Complete the following:
(1) Do the following statements agree with the article on Arizona resuming executions? Answer each with yes or no and quote the words of the article that decide it. (a) The pause in Arizona executions lasted five years. (b) A judge ruled that Arizona must reveal who supplies its execution drugs. (c) Fourteen inmates on Arizona's death row have exhausted all appeals of their sentences.
(2) Write a continuation of the article on Arizona's plan to resume executions, starting after its last sentence.

Excerpt provided:

_ _ _ _

Arizona to resume executions for first time since 2014 lawsuit over alleged botched lethal injection

Arizona is poised to resume executions after a five-year hiatus brought on by an execution that critics said was botched, a subsequent lawsuit challenging the way the state carries out the death penalty, and the difficulty of finding lethal injection drugs, Attorney General Mark Brnovich said.

Brnovich said in a letter Friday to Gov. Doug Ducey that the now-resolved lawsuit removed legal barriers to carrying out executions. He also said a recent U.S. Justice Department opinion clears the way for states to import pentobarbital.

"Justice must be done for the victims of these heinous crimes and their families. Those who commit the ultimate crime deserve the ultimate punishment," Brnovich said in the letter. He asked the governor for help in obtaining pentobarbital.

It's unknown when the next execution will be scheduled. Fourteen of the 116 inmates on death row in Arizona have exhausted all appeals of their sentences.

It's also unclear where the state will get the drugs. A judge ruled in September 2017 that the state does not have to reveal who provides its execution drugs.

"Regardless of where they go to get the drugs for executions, we expect the state will be transparent about the transactions and how it is spending taxpayer dollars," said Dale Baich, chief of the unit in the Federal Public Defender's Office in Arizona that represents inmates in death penalty appeals.

The American Civil Liberties Union issued a statement condemning Brnovich's decision, claiming that the attorney general "is so eager to resume killing people given the Arizona Department of Corrections' long history of illegally obtaining lethal injection drugs and conducting botched executions. Arizona should work toward smarter, more humane approaches to justice."

_ _ _ _

Data excerpts:

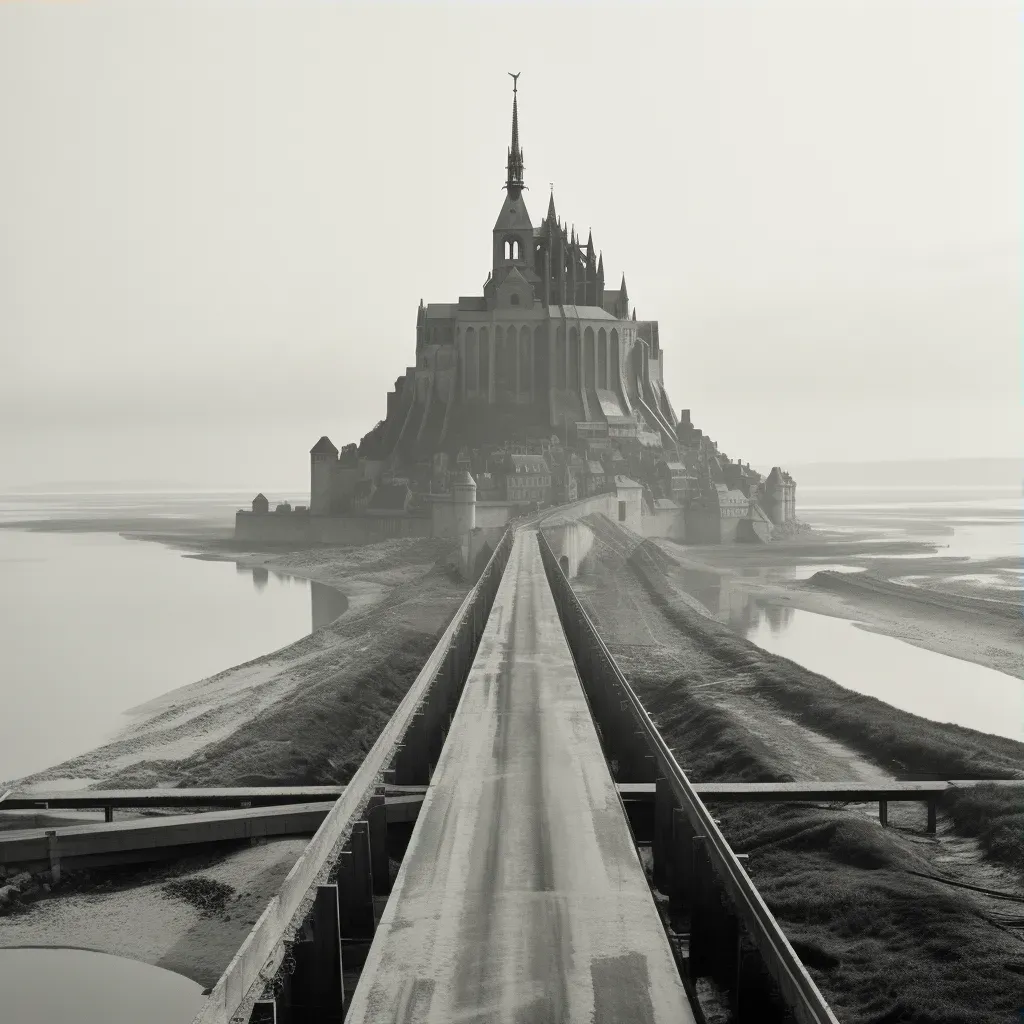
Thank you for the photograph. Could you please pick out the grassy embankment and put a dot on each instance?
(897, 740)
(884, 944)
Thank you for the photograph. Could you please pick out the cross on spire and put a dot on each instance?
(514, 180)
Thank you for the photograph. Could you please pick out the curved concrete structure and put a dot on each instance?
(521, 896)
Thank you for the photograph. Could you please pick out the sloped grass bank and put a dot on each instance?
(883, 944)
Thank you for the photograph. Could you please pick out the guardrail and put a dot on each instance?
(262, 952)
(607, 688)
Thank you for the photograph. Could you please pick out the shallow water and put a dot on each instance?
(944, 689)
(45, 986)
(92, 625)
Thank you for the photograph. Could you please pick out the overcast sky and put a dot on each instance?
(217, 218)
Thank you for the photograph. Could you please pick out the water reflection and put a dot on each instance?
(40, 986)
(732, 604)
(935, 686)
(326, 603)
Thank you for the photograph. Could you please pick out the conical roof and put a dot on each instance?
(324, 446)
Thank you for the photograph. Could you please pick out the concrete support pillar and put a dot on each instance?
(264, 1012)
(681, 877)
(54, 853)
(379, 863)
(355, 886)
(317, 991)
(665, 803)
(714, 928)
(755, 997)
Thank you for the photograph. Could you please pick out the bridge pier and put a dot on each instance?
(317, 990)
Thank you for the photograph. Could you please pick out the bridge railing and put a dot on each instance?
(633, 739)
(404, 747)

_ _ _ _

Your responses:
(1)
(a) Yes: "a five-year hiatus"
(b) No: "the state does not have to reveal who provides its execution drugs"
(c) Yes: "Fourteen of the 116 inmates on death row in Arizona have exhausted all appeals of their sentences."

(2)
Brnovich's letter comes after the U.S. Justice Department's announcement Thursday that the federal government intends to carry out several executions in the coming months.

Executions in Arizona were put on hold after the July 2014 death of Joseph Wood, who was given 15 doses of a two-drug combination over two hours. His attorney had said the execution was botched.

Joseph Rudolph Wood Reuters/Arizona Department of Corrections

Wood, 55, was executed for the August 1989 shooting deaths of his estranged girlfriend, Debra Dietz, and her father, Eugene Dietz, at an automotive shop in Tucson.

In recent years, Arizona and other states have struggled to buy execution drugs after U.S. and European pharmaceutical companies began blocking the use of their products in lethal injections.

Four years ago, the state tried to illegally import sodium thiopental, which had been used to carry out executions but was no longer manufactured by companies approved by the Food and Drug Administration.

The state never received the shipment because federal agents stopped it at the Phoenix airport and lost an administrative challenge to the seizure.